■ Required work: Leave out the pictures and copy the remaining records exactly.
##### Records to process #####
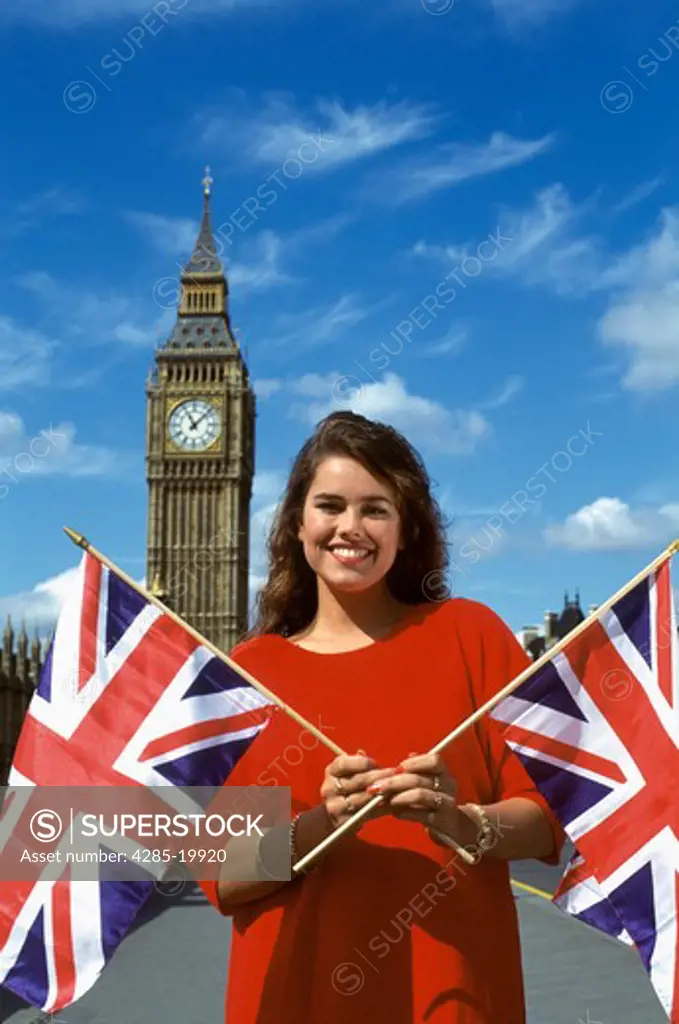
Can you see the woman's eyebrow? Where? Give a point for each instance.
(366, 498)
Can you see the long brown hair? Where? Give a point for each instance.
(288, 601)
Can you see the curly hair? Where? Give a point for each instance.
(288, 601)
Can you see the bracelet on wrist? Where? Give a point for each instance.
(486, 837)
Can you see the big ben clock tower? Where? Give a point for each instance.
(200, 456)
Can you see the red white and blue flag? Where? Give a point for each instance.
(597, 729)
(126, 697)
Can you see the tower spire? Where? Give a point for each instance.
(204, 258)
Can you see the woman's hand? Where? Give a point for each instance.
(422, 790)
(345, 786)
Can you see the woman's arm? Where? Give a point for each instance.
(521, 829)
(312, 827)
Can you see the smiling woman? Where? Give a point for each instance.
(387, 926)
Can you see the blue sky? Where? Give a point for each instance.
(468, 226)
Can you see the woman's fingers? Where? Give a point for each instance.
(409, 780)
(345, 784)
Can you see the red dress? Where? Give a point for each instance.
(383, 931)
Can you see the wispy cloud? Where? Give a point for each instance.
#####
■ Task output:
Can you see the woman's eyebrow? Where? Give a point for each instance.
(366, 498)
Can you see the long brown hair? Where? Give a point for each instance.
(288, 601)
Can you see the curly hair? Where? Give a point for each instance.
(288, 601)
Can you see the bracelet on wrist? Where? Give a point for each instance.
(486, 837)
Can you see the big ben clock tower? Where? Give a point for each instance.
(200, 456)
Can you see the red white and blue flag? Where? Give a point for each instance.
(597, 729)
(126, 697)
Can you see the tower spire? Where? Give a point for each instance.
(204, 258)
Can you see the woman's hand? Where? Give a point for each instance.
(422, 790)
(345, 786)
Can you see the woman's arm? Where? Give a point for each instance.
(521, 829)
(312, 827)
Can you see the smiling woman? Where? Give a point for each instance.
(387, 926)
Can you see the blue sky? Where? Give a point for each instance.
(468, 226)
Can you see the woman's fingers? Where? Give a point for each instance.
(409, 780)
(345, 784)
Can you see the red dress? Where? Give a point for each instance.
(383, 931)
Can you see the wispy cloud? Where? Give a point for each instance.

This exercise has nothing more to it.